- [Selected passage]:
· · · · · · ·
LONDON, (Reuters) – British Prime Minister David Cameron will face pressure today to soften his austerity plans, toughen up policing and do more to help inner-city communities after days of riots and looting laid bare deep social tensions in a depressed economy.
With the public seething over the looting of anything from sweets to televisions, Cameron has so far dismissed the rioters as nothing more than opportunistic criminals and denied the unrest was linked to the knock-on effects of deep spending cuts.
But community leaders say inequality, cuts to public services and high youth unemployment are also probably to blame for some of the worst violence seen in Britain for decades.
As the clear up continues, the Conservative-Liberal Democrat coalition government must find quick fixes to avoid further unrest while also addressing longer-term problems in what Cameron has called “broken Britain”.
“There are pockets of our society that are not just broken but frankly sick,” Cameron told reporters.
A surge in police numbers helped to calm streets in London and cities across England such as Manchester and Birmingham last night, but four days of often unchecked disorder have embarrassed the authorities, leaving communities ransacked and exhausting emergency services.
· · · · · · ·
- [Provided material]:
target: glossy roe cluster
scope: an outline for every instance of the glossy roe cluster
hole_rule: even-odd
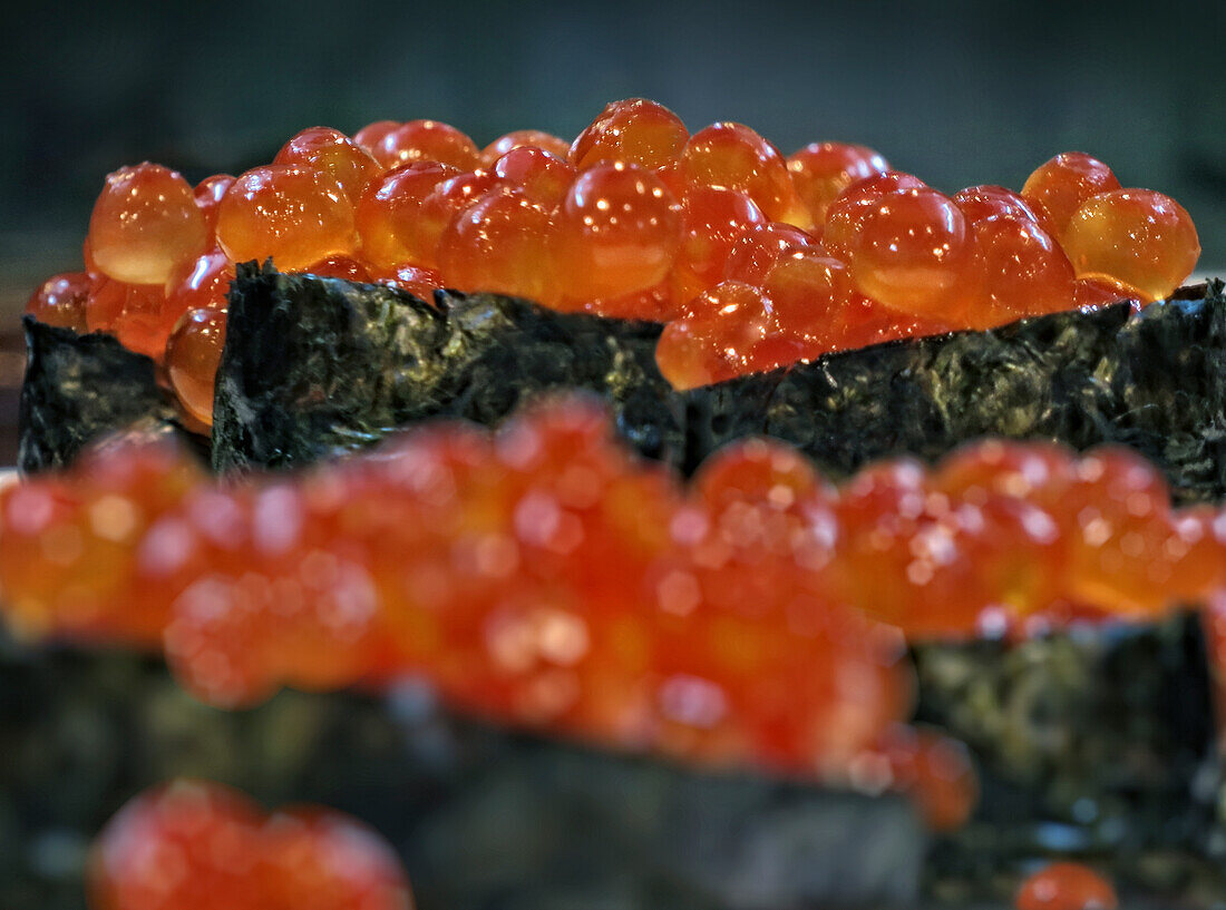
· · · · · · ·
- [Required actions]:
A – Answer these questions about the report on the riots in England:
(i) Besides London, which cities does the report name?
(ii) What phrase has Cameron used to describe the country?
(iii) How many days of disorder does the report mention?
B – Continue the report on the riots in England, starting after its last sentence.

- [Answers for the exercise]:
A –
(i) Manchester and Birmingham
(ii) "broken Britain"
(iii) Four days

B –
Police arrested more than 1,000 people across England, filling cells and leaving courts working through the night to process hundreds of cases. Among those charged were a teaching assistant, an 11-year-old boy and a charity worker.
It is unclear whether the peace will hold, but trouble on Wednesday night was limited to the odd skirmish. Businessmen and residents had also come together to protect their areas.
“Blacks, Asians, whites – we all live in the same community – why do we have to kill one another?” said Tariq Jahan, whose son was one of three young Muslim men run over by a car and killed while apparently protecting property in the mayhem in Birmingham on Tuesday night.